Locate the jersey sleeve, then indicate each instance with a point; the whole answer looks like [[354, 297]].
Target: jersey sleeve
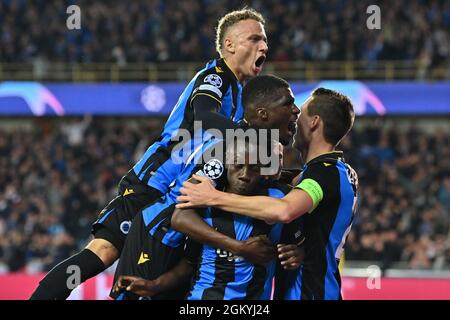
[[192, 251]]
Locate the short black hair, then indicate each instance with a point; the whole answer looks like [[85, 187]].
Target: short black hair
[[336, 112], [261, 89]]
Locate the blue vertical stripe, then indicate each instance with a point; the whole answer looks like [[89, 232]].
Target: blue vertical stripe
[[343, 220], [105, 216]]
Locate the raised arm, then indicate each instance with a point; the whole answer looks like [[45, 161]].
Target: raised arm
[[258, 250]]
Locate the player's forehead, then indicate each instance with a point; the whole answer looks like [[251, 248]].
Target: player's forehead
[[247, 28]]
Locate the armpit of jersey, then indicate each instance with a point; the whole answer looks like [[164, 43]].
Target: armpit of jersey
[[313, 189]]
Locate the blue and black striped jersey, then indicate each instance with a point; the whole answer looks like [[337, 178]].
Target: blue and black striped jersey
[[157, 168], [326, 228], [222, 276], [157, 216]]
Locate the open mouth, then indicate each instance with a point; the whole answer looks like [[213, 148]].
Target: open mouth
[[292, 127], [259, 62]]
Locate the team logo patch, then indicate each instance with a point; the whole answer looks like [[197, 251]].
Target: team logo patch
[[125, 226], [213, 79], [213, 169]]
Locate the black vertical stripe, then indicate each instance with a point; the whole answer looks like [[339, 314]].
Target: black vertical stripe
[[224, 269]]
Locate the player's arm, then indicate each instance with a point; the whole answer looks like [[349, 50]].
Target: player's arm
[[304, 198], [208, 93], [291, 251], [181, 273], [258, 250], [205, 110]]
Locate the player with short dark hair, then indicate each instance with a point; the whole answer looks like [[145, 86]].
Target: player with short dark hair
[[213, 97], [325, 196]]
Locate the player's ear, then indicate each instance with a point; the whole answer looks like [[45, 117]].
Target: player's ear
[[315, 122]]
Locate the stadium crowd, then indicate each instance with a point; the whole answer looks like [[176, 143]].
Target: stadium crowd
[[156, 30], [56, 175]]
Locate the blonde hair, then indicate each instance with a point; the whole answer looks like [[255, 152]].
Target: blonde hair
[[230, 19]]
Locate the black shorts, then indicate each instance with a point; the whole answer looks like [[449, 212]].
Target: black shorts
[[114, 221], [146, 257]]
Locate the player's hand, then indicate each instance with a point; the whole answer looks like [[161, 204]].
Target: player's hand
[[197, 195], [136, 285], [258, 250], [291, 256]]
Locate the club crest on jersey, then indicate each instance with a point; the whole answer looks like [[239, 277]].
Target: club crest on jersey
[[125, 226], [213, 169], [213, 79]]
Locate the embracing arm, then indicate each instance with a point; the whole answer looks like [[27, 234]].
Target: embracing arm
[[293, 205]]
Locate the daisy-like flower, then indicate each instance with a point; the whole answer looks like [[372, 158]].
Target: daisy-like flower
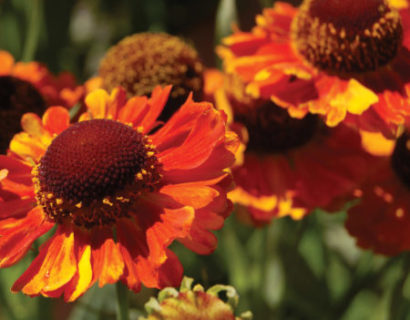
[[117, 188], [142, 61], [30, 87], [346, 60], [195, 303], [290, 166], [381, 220]]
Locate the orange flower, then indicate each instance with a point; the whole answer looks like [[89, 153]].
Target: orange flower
[[29, 87], [290, 166], [345, 60], [194, 303], [119, 187], [381, 220]]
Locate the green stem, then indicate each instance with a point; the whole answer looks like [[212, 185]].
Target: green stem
[[33, 30], [122, 301]]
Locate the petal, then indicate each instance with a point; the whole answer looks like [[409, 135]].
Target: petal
[[133, 247], [83, 279], [53, 268], [356, 98], [162, 226], [15, 208], [209, 130], [191, 194], [97, 103], [156, 103], [17, 235], [108, 265]]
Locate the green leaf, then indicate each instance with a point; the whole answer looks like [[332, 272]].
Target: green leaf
[[226, 16]]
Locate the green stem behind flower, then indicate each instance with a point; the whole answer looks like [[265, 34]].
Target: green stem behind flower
[[33, 30], [122, 301]]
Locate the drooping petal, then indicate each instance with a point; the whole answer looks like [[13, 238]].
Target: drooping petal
[[53, 268], [107, 261], [17, 235]]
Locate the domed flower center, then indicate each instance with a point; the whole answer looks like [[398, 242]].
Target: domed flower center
[[16, 98], [401, 158], [272, 130], [144, 60], [347, 36], [93, 171]]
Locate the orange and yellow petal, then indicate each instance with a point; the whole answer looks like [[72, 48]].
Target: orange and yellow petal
[[53, 268], [18, 234]]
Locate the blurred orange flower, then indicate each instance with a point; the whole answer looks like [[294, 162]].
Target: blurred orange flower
[[345, 60], [119, 187], [290, 166], [381, 220]]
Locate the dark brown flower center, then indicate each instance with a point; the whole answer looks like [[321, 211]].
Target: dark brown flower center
[[401, 158], [142, 61], [94, 170], [272, 130], [347, 36], [16, 98]]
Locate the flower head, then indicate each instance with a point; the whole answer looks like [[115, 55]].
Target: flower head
[[380, 221], [344, 60], [144, 60], [290, 166], [194, 304], [119, 187]]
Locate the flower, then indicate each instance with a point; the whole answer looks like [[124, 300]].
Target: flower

——

*THE TASK*: Everything above except the pictures must be restated exactly.

*THE COMPLETED TASK*:
Locate the jersey sleeve, then indicate each instance with a point; the whole answer looks like [[354, 297]].
Target: jersey sleeve
[[192, 251]]
Locate the short black hair, then indicate each instance with a point; the whole answer looks like [[85, 187]].
Target: short black hair
[[336, 112], [261, 89]]
Locate the blue vertical stripe, then indicate each instance with a point; the whole answer looks like [[89, 232]].
Target: blue vertical stripe
[[343, 220], [105, 216]]
Locate the raised arm, then indicate each instance with a point; the whole answer looks like [[45, 161]].
Target: raised arm
[[258, 250]]
Locate the player's forehead, then indicate each instance with a point; the whole answer looks like [[251, 248]].
Target: player's forehead
[[247, 28]]
Locate the armpit of jersey, then indicate each instance with a point; the whole answer looks like [[164, 43]].
Target: armpit of jersey
[[313, 189]]
Locate the blue and black striped jersey, then indicate each instance with a point; the whole answer looks like [[337, 178]].
Target: blue and black striped jersey
[[157, 168], [326, 228], [222, 276], [157, 216]]
Locate the open mouth, then indicate each instance with a point; the whole answer looks like [[213, 148]].
Target: open mouth
[[292, 127], [259, 62]]
Locate the team logo patch, then indicate each instance with a point; the whole answer looks like [[197, 251]].
Target: team logo patch
[[125, 226], [213, 79], [213, 169]]
Locate the black vertical stripe, then indicate each instance with a point; the whole answer looks like [[339, 314]].
Target: black vertical stripe
[[224, 269]]
Locate the player's arm, then indicate each instance with a point; the whole answer looks like [[349, 50]].
Target: player's arm
[[304, 198], [208, 93], [291, 251], [181, 273], [258, 250], [205, 110]]
Locate the player with short dark hair, then indicate each instance with a point; the whole answer looks like [[145, 86]].
Target: player with short dark hair
[[213, 97], [325, 196]]
Locate the player's ear, then indicate each instance with a point; the whole answer looks like [[45, 117]].
Target: player's ear
[[315, 122]]
Locate the stadium crowd, then indicate each instance with a point; the whole answer looks like [[176, 143]].
Target: stadium crowd
[[156, 30], [56, 175]]
Locate the blonde hair, then indicate each instance with a point; the whole answer looks like [[255, 152]].
Target: blonde hair
[[230, 19]]
Locate the black shorts, then indicate each instance with a point; the whole answer looks like [[449, 212]].
Target: black shorts
[[114, 221], [146, 257]]
Locate the player's hand, then indicate each instance with a point; the whole answer looks like [[161, 204]].
Target: player's hand
[[197, 195], [136, 285], [258, 250], [291, 256]]
Locate the club crest on jersey, then indicate each instance with a point; the whole answer looks like [[239, 277]].
Target: club crest on jersey
[[125, 226], [213, 169], [213, 79]]
Locate the embracing arm, then indicate each instance with a point; the whole answer looks like [[27, 234]].
Target: embracing arm
[[293, 205]]
Locate the daisy-like flower, then indicate each instance with a point; the whole answer looks like [[372, 158]].
Target: daisy-like flower
[[117, 188], [142, 61], [30, 87], [346, 60], [195, 303], [290, 166], [381, 220]]
Locate the orange flower, then indicate each instance with a point; the whole answer looks like [[89, 153]].
Target: orange flower
[[29, 87], [290, 166], [345, 60], [194, 303], [119, 187], [381, 220]]
Locate the green stem, then indicate each instance with a point; the whole answer looks like [[212, 185]].
Target: green stem
[[33, 30], [122, 301]]
Locate the petal, then indicate each instance with a point; the whole answer looks like [[409, 135]].
Target: petal
[[133, 247], [83, 279], [53, 268], [356, 98], [162, 226], [15, 208], [209, 130], [191, 194], [97, 103], [156, 103], [17, 235], [108, 265]]
Locate the green leaf, then indicate each instance with a point; the whole answer looks like [[332, 272]].
Target: green leaf
[[226, 16]]
Locate the green stem behind flower, then indicate each instance with a point; the whole answer looks like [[265, 34]].
Target: green stem behind flower
[[33, 30], [122, 301]]
Locate the drooping petal, then indicate each instance with a point; the whole answer looks like [[13, 238]].
Target: drooping petal
[[53, 268], [107, 261], [17, 235]]
Locate the domed flower center, then indicate each instance with a point; the whole answer looks like [[398, 242]].
Target: domed flower center
[[16, 98], [401, 158], [272, 130], [144, 60], [347, 36], [93, 171]]
Locate the orange and yellow petal, then indicate each instance with a point; the whole answer looks like [[72, 48]].
Target: orange and yellow petal
[[53, 268], [18, 234]]
Locate the blurred orange flower, then indicate each instance with a point; the whole answer looks like [[294, 162]].
Target: blurred orange flower
[[345, 60], [119, 187], [290, 166], [381, 220]]
Locate the dark brown flower center, then indicate each instance with a point; the whole answer looks like [[321, 211]].
Target: dark brown flower center
[[401, 158], [142, 61], [94, 170], [272, 130], [347, 36], [16, 98]]
Locate the flower head, then indicate each instance with a point; the whole answer looks like [[115, 55]].
Target: flower head
[[380, 221], [344, 60], [144, 60], [290, 166], [194, 304], [119, 187]]
Locate the flower, then indicate each instance with a point; the whole answer looks like [[124, 300]].
Target: flower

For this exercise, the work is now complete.